▸ **Data provided**:
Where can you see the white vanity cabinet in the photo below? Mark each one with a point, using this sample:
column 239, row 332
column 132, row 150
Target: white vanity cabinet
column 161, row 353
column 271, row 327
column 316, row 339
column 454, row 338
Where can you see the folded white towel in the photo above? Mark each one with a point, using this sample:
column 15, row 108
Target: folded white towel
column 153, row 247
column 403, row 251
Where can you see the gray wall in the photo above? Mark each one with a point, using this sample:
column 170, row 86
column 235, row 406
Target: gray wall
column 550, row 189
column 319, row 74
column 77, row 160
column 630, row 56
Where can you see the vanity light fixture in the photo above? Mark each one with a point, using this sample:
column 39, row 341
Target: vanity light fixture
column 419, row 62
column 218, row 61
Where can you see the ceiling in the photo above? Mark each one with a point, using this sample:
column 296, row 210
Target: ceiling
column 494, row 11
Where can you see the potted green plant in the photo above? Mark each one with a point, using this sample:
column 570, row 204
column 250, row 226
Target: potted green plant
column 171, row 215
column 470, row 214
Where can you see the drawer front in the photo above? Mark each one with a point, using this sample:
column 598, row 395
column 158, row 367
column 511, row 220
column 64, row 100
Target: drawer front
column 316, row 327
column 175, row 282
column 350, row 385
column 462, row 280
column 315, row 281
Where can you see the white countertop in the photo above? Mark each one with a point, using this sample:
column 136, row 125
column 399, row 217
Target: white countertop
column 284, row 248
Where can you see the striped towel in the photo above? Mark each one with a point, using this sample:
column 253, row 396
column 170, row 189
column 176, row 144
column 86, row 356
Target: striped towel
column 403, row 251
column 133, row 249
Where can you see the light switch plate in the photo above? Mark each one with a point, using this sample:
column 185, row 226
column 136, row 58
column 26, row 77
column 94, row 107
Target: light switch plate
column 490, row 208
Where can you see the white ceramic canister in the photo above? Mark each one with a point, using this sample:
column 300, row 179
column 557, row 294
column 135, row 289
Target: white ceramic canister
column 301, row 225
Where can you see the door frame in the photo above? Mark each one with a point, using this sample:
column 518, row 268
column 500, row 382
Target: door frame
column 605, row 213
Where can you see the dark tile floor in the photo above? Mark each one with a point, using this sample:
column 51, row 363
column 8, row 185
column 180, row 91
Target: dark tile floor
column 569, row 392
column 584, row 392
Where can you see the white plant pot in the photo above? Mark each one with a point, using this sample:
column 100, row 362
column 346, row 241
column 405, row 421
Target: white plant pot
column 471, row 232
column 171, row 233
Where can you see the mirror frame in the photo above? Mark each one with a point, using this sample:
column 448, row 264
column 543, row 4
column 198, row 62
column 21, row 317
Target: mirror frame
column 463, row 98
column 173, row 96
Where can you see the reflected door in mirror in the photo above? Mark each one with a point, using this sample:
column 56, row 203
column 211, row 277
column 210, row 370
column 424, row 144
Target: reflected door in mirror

▸ **What needs to be done**:
Search the entries for the word "reflected" and gather every line where it appears.

▸ **Result for this task**:
Where can you see the reflected door in mirror in the photo above? Mark each one with a point, using this sample:
Target: reflected door in mirror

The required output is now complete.